> _Extracted records_
◇ ◇ ◇ ◇ ◇

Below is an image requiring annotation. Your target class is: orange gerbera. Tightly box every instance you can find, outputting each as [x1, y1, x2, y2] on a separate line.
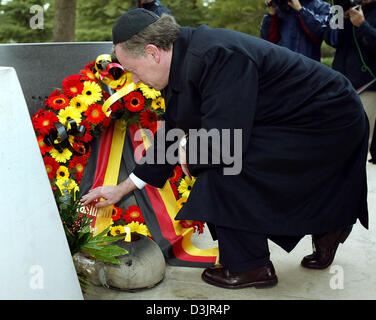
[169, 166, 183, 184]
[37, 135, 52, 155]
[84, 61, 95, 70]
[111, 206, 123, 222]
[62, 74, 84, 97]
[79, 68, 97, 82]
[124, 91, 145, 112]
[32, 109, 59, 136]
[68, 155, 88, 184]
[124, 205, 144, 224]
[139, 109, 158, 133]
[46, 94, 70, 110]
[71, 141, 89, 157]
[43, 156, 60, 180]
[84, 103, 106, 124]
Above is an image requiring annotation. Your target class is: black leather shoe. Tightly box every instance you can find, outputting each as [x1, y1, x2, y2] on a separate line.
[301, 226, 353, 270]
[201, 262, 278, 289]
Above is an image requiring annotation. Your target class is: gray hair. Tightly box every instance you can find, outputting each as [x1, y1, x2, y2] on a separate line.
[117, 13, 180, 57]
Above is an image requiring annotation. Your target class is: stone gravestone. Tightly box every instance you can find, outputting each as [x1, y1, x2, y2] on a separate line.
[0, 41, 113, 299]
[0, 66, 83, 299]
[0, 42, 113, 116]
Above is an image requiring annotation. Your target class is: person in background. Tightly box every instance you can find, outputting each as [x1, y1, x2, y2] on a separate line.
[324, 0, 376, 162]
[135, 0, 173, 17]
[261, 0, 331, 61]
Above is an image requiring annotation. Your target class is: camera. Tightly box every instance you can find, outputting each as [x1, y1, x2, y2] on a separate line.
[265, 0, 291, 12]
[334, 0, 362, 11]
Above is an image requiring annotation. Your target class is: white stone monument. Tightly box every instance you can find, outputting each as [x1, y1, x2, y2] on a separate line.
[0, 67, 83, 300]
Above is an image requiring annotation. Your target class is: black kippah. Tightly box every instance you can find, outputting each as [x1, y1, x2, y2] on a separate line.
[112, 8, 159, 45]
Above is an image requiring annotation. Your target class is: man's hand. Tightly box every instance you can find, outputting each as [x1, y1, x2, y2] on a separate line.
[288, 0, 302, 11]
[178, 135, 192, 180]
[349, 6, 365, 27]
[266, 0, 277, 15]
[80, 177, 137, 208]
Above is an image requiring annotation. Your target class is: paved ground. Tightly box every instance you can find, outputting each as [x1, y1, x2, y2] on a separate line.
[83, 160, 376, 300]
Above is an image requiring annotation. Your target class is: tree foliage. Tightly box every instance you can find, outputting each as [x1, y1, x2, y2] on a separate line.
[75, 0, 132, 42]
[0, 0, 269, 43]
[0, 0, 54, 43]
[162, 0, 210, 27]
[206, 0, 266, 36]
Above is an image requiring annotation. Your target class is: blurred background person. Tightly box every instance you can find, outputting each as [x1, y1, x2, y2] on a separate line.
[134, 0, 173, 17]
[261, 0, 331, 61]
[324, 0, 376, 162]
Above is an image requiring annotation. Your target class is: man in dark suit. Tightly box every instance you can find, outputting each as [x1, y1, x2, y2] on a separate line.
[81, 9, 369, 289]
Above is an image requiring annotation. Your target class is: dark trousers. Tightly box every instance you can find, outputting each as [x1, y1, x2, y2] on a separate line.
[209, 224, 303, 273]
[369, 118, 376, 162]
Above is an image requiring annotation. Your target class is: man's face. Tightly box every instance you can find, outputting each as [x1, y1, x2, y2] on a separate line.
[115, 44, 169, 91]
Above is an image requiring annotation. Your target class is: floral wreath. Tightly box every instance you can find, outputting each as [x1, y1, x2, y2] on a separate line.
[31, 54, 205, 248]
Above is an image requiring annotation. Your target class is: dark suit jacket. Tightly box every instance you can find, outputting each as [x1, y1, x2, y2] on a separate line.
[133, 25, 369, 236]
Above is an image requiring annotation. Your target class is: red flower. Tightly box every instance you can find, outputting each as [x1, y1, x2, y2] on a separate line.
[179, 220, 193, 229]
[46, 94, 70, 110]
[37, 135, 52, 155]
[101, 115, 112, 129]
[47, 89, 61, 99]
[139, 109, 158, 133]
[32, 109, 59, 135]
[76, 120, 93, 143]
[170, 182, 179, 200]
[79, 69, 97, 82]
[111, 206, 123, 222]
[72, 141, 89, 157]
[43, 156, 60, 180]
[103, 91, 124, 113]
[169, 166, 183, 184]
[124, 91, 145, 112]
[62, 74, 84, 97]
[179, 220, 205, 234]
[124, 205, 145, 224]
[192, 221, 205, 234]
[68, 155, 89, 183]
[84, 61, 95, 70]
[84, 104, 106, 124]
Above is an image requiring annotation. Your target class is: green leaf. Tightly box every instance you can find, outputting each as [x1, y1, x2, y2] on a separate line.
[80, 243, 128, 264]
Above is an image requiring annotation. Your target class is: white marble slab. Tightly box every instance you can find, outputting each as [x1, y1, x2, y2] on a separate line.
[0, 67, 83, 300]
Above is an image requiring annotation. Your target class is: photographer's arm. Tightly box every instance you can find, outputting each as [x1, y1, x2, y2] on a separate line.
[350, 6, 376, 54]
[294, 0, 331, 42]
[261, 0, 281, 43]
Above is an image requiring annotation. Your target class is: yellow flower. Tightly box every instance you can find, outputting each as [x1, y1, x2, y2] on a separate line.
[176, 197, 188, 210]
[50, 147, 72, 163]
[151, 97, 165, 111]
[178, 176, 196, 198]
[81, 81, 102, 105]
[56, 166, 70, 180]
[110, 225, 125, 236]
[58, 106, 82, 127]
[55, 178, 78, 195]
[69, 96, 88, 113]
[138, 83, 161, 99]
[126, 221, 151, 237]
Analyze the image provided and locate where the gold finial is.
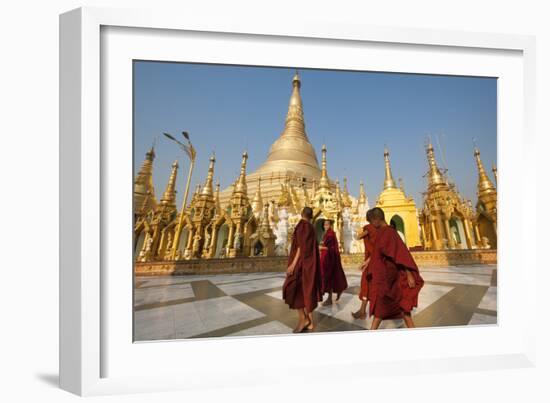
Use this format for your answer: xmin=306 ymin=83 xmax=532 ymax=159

◇ ◇ ◇ ◇ ◇

> _What you need to do_
Could you copy out every record exactly, minus the pictures?

> _Output of the exercise_
Below is an image requiring annotation. Your target class is: orange gerbera. Tightly box every instance you can find, outputting each as [x1, y1, x2, y2] on a separate line.
[169, 166, 183, 184]
[37, 135, 52, 155]
[84, 61, 95, 70]
[111, 206, 123, 222]
[62, 74, 84, 97]
[79, 68, 97, 82]
[124, 91, 145, 112]
[32, 109, 59, 136]
[68, 155, 88, 184]
[124, 205, 144, 224]
[139, 109, 158, 133]
[46, 94, 70, 110]
[71, 141, 89, 157]
[43, 156, 60, 180]
[84, 103, 106, 124]
Above is an image requiring annotation. Your target class is: black leather shoe. Tightly box every instance you can find, outputting each as [x1, y1, x2, y2] on a separate line.
[301, 226, 353, 270]
[201, 262, 278, 289]
Above is an image requiring annotation. Your target class is: gray hair. Tightly box every instance you can find, outputting each as [x1, y1, x2, y2] on a separate line.
[117, 13, 180, 57]
Above is an image requiring annotation. Your target class is: stone gravestone. Tightly box every instance you can find, outputting each as [x1, y1, x2, y2] on a separate line.
[0, 41, 113, 299]
[0, 66, 83, 299]
[0, 42, 113, 116]
Above is an image requiring annotation. Your target class is: person in background. Tightly box every instance you can find, outputting each as [x1, y1, x2, y2] on a separate line.
[324, 0, 376, 162]
[135, 0, 173, 17]
[261, 0, 331, 61]
Above is an image requiring annotation. Your target class is: camera. Tightly box every instance you can find, outputting each as [x1, y1, x2, y2] on a separate line.
[265, 0, 291, 12]
[334, 0, 362, 11]
Above is an image requiring annotation. Your target class is: white stone monument. Tightly box every instance you can find, outputting each as [x1, y1, x2, y2] on a separate line.
[0, 67, 83, 300]
Above is an image requiring annotation. Your target class is: black kippah. Tightly box every instance you can find, outputting each as [x1, y1, x2, y2] on a separate line.
[112, 8, 159, 45]
Above is an image requiring annotation. Your target class is: man's hand. Tightly box every instance you can find, outputting each as [x1, y1, x2, y2] on a separate line.
[288, 0, 302, 11]
[178, 135, 192, 180]
[349, 6, 365, 27]
[266, 0, 277, 15]
[80, 177, 137, 208]
Above is an image requiring annotation. Your target class is: paved ground. Tightly box every instance you can find, outputting each as [x1, y1, x2, y2] on a separate line.
[83, 160, 376, 300]
Above is an image requiring annotation. Your target class is: tree foliage. Tightly box every instance you can find, outputting each as [x1, y1, x2, y2] on a separate line.
[75, 0, 132, 42]
[0, 0, 269, 43]
[0, 0, 54, 43]
[162, 0, 210, 27]
[206, 0, 266, 36]
Above is an image requiring annotation. Your target class is: blurred background person. Tightly box every instance you can find, outputting each as [x1, y1, x2, y2] on a separate line.
[134, 0, 173, 17]
[261, 0, 331, 61]
[324, 0, 376, 162]
Above is an image requiring annotation. Your target class is: man in dark suit. Tightly box every instance you can find, outputting each as [x1, y1, x2, y2] on a separate line.
[81, 9, 369, 289]
Above is an image requiring annotation. Your target class is: dark trousers. Tightly box every instance you can find, outputting each as [x1, y1, x2, y2] on a separate line.
[209, 224, 303, 273]
[369, 118, 376, 162]
Above is an image requiring annotation. Your target class is: man's face. Tightly box every instance you can find, outputting each as [x1, y1, x2, y2] on a separate line.
[115, 44, 169, 91]
Above is an image requiring annotation. Your target class is: floral wreath. Tightly box every instance you can find, outputting each as [x1, y1, x2, y2] on a separate line.
[31, 54, 205, 248]
Above is an image requiring annotation. Your target class is: dark suit jacket. Tightly box every instance you can find, outputting each as [x1, y1, x2, y2] on a separate line.
[133, 25, 369, 236]
Above is an image requiring annotation. Your target class is: red flower. Tightly box every instance you can find, outputting each as [x1, y1, x2, y2] on a separate line.
[179, 220, 193, 229]
[46, 94, 70, 110]
[37, 135, 52, 155]
[101, 115, 112, 129]
[47, 89, 61, 99]
[139, 109, 158, 133]
[32, 109, 59, 135]
[76, 120, 93, 143]
[170, 182, 179, 200]
[79, 69, 97, 82]
[111, 206, 123, 222]
[72, 141, 89, 157]
[43, 156, 60, 180]
[103, 91, 124, 113]
[169, 166, 183, 184]
[124, 91, 145, 112]
[62, 74, 84, 97]
[179, 220, 205, 234]
[124, 205, 145, 224]
[192, 221, 205, 234]
[68, 155, 89, 183]
[84, 61, 95, 70]
[84, 104, 106, 124]
Above is an image requiring annotation. Your target class is: green leaf. Tightly box every instance you can find, outputting each as [x1, y1, x2, y2] on a separate line.
[80, 243, 128, 264]
Above is an image requiring annotation. Your target class is: white marble slab. Tightly box every instance you can find, outputting each as [x1, y1, x2, y2] on a separate line.
[0, 67, 83, 300]
Above is an image requiring annotation. Your target class is: photographer's arm. Tightly box every instance you can find, outputting each as [x1, y1, x2, y2] on a separate line.
[350, 6, 376, 54]
[294, 0, 331, 42]
[261, 0, 281, 43]
Above is an image requiring annotation. Your target class is: yellow flower. Tightly box every instance you can find, outputting each as [x1, y1, x2, y2] on a separate line.
[176, 197, 188, 210]
[50, 147, 72, 163]
[151, 97, 165, 111]
[178, 176, 196, 198]
[81, 81, 102, 105]
[56, 166, 70, 180]
[110, 225, 125, 236]
[58, 106, 82, 127]
[55, 178, 78, 195]
[69, 96, 88, 113]
[138, 83, 161, 99]
[126, 221, 151, 237]
Analyze the image provided and locate where the gold finial is.
Use this format for your answer: xmin=306 ymin=83 xmax=532 ymax=159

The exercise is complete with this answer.